### YOUR OBJECTIVE
Please copy out every row below word for word, without changing anything.

Object pointing dataset rows:
— Begin —

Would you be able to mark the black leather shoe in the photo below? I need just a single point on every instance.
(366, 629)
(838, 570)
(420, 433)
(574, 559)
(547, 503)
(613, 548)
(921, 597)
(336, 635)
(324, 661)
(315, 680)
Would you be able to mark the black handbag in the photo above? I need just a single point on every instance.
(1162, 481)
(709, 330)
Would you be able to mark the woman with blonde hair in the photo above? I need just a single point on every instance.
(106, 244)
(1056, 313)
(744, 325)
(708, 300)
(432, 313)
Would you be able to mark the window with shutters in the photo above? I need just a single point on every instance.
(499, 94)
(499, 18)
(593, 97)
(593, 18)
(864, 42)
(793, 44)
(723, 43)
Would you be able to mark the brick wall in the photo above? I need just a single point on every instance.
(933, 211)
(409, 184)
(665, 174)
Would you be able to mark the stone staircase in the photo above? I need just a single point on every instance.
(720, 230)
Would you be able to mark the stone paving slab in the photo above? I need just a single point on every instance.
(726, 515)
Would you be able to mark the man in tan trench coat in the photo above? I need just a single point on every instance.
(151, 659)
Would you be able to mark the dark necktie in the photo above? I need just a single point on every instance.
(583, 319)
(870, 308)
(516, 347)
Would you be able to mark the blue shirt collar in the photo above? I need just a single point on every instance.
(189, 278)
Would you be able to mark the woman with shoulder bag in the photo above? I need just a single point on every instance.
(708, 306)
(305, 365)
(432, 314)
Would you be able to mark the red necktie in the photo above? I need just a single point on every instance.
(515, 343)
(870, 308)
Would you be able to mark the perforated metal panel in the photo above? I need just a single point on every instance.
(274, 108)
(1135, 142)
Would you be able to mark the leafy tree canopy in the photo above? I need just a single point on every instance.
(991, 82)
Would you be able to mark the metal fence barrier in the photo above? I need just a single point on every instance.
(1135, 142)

— End —

### RESPONSE TO THIS TASK
Would you be able to mark the black leather shoe in the photo below? I need just a single point on every instance.
(366, 629)
(838, 570)
(420, 433)
(574, 559)
(547, 503)
(613, 548)
(921, 597)
(336, 635)
(324, 661)
(315, 680)
Would you be able to mark the black handbag in the photo above? I need just a single point on every instance.
(1162, 481)
(709, 330)
Would you be able to mark the woman with blonde hair in the photo above? I need just a single point on every instance.
(106, 244)
(1056, 313)
(744, 325)
(708, 300)
(432, 313)
Would you be able to mark the window with shutters in the photo above? I need just a single point on every instance.
(499, 94)
(499, 18)
(593, 97)
(593, 18)
(864, 42)
(793, 44)
(723, 43)
Would you be able to mark the brick wall in the photo above? I need just a single point on every instance.
(933, 211)
(409, 184)
(665, 174)
Would you be able to mark the stone staircase in the photo above? I need just a single point on every instance.
(720, 230)
Would you be able to mark the stone paving slab in the photo above? I need just a single point on every instance.
(726, 515)
Would you be able to mark the man in tan trench coat in the photo above? I need just a single point on every instance.
(151, 659)
Would you be able to mark the dark necktie in the photo above? I need just a single point on every instance.
(583, 319)
(870, 308)
(516, 347)
Would you be able to mark the blue shirt collar in the photo above? I need just a single point on every instance.
(189, 278)
Would you be able to mark the woman with shoulder bag in the photo above? I need just a single point on every instance.
(708, 306)
(305, 365)
(432, 314)
Would you be able to mark the red necktie in the photo above? I need just a single point on every instance.
(515, 343)
(870, 308)
Would you be able to mark the perforated metal panel in the photo above? I need just a single point on every instance.
(274, 108)
(1135, 142)
Would you be able to mark the leafy tree canopy in the photo above? I need just a single point on every instance.
(991, 82)
Would you be able to mark the metal fence barrier in the photo above? I need just a single point on every instance.
(1135, 142)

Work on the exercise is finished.